* Exercise instructions
Using the listing below, copy exactly the lines from the one containing "box: [295, 119, 345, 222]" to the one containing "positive clicks: (312, 148) (307, 128)", both lines included, and no others.

* Information supplied

== == ==

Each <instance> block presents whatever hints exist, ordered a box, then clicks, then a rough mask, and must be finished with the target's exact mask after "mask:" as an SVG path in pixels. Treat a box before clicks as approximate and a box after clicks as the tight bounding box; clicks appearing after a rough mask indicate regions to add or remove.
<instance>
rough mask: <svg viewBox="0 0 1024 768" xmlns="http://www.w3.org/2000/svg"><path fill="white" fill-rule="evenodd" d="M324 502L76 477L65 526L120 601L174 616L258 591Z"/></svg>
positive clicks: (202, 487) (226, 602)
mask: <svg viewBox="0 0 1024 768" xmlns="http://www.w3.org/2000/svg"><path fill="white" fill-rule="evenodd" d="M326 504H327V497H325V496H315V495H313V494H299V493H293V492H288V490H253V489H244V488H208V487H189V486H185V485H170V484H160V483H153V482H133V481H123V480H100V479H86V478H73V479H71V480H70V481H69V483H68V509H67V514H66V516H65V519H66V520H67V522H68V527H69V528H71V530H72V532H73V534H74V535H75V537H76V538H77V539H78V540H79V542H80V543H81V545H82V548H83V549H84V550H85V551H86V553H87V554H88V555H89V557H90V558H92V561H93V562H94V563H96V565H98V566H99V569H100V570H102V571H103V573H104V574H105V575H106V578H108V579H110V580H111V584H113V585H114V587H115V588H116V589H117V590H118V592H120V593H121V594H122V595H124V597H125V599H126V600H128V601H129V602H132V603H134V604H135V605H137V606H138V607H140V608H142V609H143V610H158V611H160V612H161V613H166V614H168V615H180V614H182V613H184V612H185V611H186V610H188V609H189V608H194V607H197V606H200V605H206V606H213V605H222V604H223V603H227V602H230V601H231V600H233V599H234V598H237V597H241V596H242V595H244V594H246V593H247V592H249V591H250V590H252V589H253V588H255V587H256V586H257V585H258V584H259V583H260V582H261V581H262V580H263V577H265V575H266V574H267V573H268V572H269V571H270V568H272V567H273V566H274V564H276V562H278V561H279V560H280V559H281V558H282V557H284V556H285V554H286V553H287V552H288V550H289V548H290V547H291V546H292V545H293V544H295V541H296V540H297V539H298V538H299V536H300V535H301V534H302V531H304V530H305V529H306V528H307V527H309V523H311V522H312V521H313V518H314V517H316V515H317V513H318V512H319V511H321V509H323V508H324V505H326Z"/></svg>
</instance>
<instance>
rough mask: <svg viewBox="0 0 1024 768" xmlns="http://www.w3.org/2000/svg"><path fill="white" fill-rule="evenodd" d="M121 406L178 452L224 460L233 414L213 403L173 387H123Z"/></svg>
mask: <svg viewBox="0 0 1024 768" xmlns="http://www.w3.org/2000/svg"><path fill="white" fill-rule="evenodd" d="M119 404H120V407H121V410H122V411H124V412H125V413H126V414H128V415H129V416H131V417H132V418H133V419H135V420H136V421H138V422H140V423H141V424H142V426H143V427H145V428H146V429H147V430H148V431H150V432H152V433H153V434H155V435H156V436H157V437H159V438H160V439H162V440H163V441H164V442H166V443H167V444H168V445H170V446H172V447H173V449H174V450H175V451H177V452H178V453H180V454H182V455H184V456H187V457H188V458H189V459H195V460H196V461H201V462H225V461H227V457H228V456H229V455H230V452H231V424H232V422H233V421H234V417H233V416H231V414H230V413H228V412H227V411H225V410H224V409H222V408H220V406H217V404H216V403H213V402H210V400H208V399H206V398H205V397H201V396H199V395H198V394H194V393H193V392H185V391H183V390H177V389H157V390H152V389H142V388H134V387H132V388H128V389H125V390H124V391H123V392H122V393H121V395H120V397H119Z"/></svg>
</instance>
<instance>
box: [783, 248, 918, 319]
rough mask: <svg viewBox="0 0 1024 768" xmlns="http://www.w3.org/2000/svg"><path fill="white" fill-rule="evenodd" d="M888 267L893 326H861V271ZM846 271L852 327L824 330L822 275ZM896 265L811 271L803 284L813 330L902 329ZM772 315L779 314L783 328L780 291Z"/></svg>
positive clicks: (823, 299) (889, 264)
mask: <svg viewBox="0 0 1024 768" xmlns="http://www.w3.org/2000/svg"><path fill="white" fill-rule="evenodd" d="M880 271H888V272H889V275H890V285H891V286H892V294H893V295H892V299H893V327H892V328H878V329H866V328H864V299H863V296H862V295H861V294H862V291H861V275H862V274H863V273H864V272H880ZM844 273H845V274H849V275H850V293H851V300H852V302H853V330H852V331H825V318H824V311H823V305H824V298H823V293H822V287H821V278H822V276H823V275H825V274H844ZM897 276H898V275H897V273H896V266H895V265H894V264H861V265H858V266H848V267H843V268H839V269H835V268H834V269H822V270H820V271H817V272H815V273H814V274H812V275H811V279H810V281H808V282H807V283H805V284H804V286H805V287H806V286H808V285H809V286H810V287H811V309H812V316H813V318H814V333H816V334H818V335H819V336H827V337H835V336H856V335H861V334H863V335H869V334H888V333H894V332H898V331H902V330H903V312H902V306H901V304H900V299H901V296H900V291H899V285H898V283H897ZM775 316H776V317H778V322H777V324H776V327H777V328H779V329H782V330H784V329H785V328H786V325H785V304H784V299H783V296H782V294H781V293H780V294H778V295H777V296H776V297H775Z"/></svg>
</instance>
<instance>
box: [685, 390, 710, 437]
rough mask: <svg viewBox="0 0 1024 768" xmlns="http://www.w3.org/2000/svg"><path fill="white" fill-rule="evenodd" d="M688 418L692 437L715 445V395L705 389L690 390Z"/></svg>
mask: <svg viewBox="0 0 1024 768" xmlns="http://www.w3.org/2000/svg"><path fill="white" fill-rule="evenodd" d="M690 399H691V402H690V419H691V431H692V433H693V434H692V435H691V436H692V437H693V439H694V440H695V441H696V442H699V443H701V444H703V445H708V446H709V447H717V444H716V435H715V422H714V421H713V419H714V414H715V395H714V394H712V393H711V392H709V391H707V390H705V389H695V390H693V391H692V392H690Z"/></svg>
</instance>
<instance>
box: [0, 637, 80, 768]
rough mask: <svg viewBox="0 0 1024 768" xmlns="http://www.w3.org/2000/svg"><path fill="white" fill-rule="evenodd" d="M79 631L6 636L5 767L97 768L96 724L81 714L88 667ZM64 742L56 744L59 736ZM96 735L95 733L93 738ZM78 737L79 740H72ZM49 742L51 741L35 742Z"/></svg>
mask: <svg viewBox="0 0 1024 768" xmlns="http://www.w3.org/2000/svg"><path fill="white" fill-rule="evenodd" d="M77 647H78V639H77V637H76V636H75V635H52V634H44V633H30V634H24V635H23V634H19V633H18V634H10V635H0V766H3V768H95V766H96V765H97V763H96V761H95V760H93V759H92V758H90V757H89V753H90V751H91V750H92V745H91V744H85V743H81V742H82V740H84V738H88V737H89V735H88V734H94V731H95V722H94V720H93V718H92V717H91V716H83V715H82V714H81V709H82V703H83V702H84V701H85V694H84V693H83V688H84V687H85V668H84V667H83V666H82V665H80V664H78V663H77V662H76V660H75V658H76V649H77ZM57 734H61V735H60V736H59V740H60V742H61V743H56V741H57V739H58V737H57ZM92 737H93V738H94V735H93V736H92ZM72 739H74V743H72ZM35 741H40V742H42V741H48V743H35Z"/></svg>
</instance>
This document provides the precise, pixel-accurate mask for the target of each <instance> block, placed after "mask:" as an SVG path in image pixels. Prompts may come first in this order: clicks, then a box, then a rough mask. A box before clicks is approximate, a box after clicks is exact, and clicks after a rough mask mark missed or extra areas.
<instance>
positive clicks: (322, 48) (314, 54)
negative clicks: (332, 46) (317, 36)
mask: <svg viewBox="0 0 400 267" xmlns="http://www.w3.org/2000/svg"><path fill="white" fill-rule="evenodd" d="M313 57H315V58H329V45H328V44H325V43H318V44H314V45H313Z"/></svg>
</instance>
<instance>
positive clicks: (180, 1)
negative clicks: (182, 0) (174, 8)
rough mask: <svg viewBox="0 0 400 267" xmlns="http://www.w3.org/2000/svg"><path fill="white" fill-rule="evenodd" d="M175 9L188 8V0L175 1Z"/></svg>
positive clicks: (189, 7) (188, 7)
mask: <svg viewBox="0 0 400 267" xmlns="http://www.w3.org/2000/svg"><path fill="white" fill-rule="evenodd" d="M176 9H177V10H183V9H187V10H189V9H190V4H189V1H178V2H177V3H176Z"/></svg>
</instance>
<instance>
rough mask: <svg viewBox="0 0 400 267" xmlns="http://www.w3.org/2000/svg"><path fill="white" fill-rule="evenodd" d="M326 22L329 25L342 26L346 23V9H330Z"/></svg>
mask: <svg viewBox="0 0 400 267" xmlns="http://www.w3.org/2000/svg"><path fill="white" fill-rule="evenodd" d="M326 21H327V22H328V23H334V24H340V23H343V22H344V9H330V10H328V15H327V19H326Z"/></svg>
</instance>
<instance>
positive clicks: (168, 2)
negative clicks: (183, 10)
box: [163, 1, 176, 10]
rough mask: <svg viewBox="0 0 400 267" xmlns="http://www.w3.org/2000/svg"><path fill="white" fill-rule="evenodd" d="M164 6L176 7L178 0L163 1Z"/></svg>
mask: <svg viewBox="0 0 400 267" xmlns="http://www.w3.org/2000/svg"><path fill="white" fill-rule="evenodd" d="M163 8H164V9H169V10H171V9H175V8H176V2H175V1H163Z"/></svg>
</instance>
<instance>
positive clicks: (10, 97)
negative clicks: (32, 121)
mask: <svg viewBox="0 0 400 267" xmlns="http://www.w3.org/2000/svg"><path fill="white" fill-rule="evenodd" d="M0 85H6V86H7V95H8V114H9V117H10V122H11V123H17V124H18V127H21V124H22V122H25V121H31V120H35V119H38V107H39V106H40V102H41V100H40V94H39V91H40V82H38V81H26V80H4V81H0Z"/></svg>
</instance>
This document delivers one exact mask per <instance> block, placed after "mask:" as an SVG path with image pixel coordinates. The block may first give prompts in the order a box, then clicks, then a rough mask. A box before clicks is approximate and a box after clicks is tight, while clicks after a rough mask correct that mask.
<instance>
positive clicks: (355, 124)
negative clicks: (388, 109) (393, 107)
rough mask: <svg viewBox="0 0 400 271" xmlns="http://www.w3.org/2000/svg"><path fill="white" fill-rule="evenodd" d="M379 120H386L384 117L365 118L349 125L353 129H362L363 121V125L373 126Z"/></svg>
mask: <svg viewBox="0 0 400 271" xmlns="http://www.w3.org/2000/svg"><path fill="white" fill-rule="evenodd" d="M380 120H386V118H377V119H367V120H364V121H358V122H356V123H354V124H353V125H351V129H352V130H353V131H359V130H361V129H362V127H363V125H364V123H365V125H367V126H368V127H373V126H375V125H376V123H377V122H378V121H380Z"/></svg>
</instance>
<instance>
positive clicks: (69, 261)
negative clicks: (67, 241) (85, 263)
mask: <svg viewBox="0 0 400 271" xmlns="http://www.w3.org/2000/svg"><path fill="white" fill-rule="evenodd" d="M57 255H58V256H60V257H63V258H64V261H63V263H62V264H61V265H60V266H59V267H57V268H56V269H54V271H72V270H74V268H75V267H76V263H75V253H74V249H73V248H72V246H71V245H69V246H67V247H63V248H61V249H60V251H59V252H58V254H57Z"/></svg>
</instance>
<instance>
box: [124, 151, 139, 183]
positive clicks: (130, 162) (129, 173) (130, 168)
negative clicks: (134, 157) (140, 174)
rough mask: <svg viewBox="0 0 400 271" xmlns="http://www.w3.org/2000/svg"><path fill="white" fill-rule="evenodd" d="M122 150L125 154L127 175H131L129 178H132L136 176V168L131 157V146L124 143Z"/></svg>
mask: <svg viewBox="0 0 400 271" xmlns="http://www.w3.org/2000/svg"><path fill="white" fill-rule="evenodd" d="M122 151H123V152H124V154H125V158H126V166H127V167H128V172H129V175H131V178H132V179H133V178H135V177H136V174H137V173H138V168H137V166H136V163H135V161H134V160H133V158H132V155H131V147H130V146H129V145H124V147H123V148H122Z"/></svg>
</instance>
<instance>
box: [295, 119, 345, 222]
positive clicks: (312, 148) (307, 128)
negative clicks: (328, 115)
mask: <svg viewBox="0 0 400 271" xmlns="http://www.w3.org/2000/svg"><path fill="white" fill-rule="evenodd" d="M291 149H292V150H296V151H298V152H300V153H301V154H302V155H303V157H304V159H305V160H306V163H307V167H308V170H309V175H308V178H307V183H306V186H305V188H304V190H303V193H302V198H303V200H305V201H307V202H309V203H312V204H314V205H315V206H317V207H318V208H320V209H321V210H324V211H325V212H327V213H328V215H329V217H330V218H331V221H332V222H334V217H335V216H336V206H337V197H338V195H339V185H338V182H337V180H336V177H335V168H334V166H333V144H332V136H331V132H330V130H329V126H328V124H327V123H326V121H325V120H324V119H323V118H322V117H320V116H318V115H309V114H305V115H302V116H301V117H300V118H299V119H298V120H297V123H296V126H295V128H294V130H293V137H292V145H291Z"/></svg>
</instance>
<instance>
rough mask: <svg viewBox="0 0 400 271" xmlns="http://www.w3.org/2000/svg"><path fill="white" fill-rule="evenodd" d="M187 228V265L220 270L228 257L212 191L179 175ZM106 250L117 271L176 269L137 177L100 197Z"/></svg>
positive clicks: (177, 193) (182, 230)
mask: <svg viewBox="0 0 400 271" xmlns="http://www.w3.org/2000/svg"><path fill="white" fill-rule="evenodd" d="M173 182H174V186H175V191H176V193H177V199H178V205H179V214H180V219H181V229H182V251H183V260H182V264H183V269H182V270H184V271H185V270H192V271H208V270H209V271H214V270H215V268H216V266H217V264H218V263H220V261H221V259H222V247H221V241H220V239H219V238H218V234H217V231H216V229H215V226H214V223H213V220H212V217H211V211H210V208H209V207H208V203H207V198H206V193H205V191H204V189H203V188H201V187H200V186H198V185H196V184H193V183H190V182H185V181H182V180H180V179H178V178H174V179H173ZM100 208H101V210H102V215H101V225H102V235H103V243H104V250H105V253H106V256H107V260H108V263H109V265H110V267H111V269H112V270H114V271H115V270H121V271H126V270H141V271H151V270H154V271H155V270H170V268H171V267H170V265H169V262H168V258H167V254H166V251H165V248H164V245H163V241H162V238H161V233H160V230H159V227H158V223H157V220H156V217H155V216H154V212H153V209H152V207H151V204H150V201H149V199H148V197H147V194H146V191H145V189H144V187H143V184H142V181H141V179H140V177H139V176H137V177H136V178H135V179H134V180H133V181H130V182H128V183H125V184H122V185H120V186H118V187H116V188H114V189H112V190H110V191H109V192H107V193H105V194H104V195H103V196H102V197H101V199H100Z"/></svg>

== == ==

* Your solution
box: [295, 119, 345, 222]
positive clicks: (312, 148) (307, 128)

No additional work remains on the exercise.